● **EXTRAIT FOURNI**
* * * * * * *
Il fut réfuté brièvement, avec autant de clarté que de tact, par le ministre protestant, qui rappela que toutes ces choses merveilleuses étaient renouvelées des écoles gnostiques, du dualisme, d’où émanèrent les enseignemens du Persan Basilide, ceux de Valentin, un autre théosophe d’Alexandrie, et de Bardesane, qui vivait également au IIe siècle de notre ère. Sa réponse parut trop rationnelle et trop mesurée aux amateurs d’extraordinaire, que la théorie de la science par illumination avait conquis d’emblée, cette science surtout permettant à ceux qui la possèdent de passer à travers les murailles et de s’élever dans les nues.
* * * * * * *
● **CONSIGNE 1**
Condensez le paragraphe de l'extrait qui commence par « Il fut réfuté brièvement » en gardant ses faits principaux.
* * * * * * *
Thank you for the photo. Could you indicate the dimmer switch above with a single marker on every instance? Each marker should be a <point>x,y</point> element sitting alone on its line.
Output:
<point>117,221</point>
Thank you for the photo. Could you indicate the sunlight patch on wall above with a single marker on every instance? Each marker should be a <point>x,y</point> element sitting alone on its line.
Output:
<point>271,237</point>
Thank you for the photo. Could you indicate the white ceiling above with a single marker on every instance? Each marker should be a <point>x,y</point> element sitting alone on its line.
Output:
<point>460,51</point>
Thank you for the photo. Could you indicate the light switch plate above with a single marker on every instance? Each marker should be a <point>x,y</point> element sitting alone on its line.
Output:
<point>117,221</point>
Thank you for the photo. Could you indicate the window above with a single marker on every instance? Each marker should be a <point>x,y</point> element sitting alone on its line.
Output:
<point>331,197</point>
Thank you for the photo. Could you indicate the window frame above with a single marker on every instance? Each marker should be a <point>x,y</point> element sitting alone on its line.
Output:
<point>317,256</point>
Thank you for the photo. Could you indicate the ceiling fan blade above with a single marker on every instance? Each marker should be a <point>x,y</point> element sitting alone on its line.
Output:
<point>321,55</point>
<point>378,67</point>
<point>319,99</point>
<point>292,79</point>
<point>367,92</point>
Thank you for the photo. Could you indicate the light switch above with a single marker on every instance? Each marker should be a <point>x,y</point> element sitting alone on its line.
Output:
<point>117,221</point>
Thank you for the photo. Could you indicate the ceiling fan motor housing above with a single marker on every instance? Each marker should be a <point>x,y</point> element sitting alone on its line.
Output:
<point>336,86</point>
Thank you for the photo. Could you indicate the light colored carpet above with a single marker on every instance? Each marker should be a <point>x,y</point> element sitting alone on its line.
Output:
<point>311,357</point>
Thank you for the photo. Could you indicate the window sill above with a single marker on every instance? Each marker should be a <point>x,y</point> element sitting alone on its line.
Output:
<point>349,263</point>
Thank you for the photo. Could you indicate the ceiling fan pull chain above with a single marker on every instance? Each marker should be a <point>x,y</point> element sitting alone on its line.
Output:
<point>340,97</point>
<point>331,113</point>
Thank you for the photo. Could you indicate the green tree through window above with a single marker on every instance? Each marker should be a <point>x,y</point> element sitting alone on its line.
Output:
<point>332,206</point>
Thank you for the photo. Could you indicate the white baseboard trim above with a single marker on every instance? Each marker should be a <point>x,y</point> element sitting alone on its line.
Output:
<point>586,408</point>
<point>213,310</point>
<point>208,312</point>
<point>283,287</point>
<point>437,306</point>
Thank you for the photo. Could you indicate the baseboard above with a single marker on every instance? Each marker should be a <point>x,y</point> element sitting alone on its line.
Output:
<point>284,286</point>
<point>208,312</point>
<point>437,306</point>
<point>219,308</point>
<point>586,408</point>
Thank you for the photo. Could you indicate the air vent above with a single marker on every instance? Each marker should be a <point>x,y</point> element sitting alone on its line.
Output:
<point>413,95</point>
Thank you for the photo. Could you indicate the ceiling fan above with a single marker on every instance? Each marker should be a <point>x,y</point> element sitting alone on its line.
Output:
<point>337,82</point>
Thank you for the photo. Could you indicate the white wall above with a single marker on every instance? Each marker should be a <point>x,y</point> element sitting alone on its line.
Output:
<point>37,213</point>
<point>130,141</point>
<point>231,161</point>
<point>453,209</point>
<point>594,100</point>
* * * * * * *
● **CONSIGNE 2**
Rendez sous forme de liste JSON de chaînes les lignes des entrées comprises entre celle qui contient « Thank you for the photo. Could you indicate the baseboard » et celle qui contient « <point>337,82</point> », toutes deux incluses. Mettez une chaîne par ligne et omettez les lignes vides.

● **RÉPONSE COMPLÈTE 1**
Il fut réfuté brièvement, avec clarté et tact, par le ministre protestant. Celui-ci rappela que ces choses merveilleuses venaient des écoles gnostiques et du dualisme, d'où étaient issus les enseignements du Persan Basilide, de Valentin, théosophe d'Alexandrie, et de Bardesane, qui vivait lui aussi au IIe siècle. Les amateurs d'extraordinaire jugèrent cette réponse trop rationnelle et trop mesurée. Ils étaient déjà conquis par la théorie de la science par illumination, censée permettre de passer à travers les murailles et de s'élever dans les nues.

● **RÉPONSE COMPLÈTE 2**
[
  "Thank you for the photo. Could you indicate the baseboard above with a single marker on every instance? Each marker should be a <point>x,y</point> element sitting alone on its line.",
  "Output:",
  "<point>284,286</point>",
  "<point>208,312</point>",
  "<point>437,306</point>",
  "<point>219,308</point>",
  "<point>586,408</point>",
  "Thank you for the photo. Could you indicate the air vent above with a single marker on every instance? Each marker should be a <point>x,y</point> element sitting alone on its line.",
  "Output:",
  "<point>413,95</point>",
  "Thank you for the photo. Could you indicate the ceiling fan above with a single marker on every instance? Each marker should be a <point>x,y</point> element sitting alone on its line.",
  "Output:",
  "<point>337,82</point>"
]